======== INFORMATION PROVIDED

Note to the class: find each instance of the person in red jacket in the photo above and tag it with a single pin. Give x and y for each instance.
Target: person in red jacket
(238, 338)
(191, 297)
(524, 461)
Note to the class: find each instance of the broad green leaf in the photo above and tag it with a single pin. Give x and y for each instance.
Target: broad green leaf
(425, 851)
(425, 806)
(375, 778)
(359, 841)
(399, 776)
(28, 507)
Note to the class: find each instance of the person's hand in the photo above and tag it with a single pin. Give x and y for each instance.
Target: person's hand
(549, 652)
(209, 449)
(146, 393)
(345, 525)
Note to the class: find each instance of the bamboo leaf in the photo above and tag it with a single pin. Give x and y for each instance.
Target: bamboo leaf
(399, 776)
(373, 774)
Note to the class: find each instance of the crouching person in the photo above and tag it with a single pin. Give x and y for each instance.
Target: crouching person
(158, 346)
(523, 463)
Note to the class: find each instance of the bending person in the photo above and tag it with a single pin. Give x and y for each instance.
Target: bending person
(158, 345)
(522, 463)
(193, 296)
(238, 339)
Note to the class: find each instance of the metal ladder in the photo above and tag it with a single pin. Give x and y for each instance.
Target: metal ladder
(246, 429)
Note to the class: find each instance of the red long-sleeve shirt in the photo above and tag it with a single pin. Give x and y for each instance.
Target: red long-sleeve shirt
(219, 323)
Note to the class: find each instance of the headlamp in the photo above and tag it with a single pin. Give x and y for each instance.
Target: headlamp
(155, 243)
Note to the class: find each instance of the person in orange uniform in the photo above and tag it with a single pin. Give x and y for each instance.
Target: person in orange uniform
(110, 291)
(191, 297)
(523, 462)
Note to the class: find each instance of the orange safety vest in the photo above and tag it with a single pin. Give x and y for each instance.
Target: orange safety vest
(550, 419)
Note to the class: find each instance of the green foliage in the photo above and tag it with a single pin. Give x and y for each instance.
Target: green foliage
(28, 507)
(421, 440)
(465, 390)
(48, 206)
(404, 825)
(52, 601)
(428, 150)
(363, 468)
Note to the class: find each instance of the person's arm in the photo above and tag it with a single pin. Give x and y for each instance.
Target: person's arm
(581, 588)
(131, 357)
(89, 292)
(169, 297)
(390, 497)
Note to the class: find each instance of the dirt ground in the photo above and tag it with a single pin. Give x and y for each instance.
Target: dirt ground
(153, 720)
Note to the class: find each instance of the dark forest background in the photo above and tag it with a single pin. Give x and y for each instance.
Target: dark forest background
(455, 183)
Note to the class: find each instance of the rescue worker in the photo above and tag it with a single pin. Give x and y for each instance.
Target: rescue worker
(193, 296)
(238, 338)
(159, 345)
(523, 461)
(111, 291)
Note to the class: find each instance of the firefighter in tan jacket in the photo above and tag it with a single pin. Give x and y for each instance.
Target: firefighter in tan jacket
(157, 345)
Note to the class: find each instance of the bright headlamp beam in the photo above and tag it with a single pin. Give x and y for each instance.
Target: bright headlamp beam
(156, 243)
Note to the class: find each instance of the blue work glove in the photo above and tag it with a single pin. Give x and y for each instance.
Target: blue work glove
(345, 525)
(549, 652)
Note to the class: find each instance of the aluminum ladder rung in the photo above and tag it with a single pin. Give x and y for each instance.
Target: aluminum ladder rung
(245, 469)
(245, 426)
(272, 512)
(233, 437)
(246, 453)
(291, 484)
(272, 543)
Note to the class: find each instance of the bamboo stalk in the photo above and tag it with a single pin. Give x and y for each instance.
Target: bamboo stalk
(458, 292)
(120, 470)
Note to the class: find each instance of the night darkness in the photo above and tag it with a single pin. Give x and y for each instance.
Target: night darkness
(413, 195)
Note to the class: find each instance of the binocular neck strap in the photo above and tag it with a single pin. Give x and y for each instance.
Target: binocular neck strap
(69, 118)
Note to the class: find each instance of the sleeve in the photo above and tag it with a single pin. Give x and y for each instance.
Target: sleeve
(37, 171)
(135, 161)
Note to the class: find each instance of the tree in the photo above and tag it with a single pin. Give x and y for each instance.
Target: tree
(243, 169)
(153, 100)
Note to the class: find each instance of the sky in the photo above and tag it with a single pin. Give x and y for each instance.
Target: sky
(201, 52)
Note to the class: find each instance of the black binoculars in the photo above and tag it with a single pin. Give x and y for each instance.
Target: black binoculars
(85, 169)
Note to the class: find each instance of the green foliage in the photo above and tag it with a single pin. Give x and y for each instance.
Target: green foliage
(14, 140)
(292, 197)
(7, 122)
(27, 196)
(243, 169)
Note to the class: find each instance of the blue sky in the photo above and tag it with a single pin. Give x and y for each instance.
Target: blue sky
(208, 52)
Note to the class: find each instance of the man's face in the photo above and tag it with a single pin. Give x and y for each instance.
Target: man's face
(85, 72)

================

TASK: Could you set down exactly the lines from the one containing "Note to the class: find each instance of the blue sky" through the last line of the records above, both included?

EXERCISE OUTPUT:
Note to the class: find each instance of the blue sky in the photo above and tag it with a single pin. Give x and y for each instance.
Target: blue sky
(208, 52)
Note to the class: find each instance of the man's face in the photo above and tag it with a single pin. Give x and y for each instance.
Target: man's face
(85, 72)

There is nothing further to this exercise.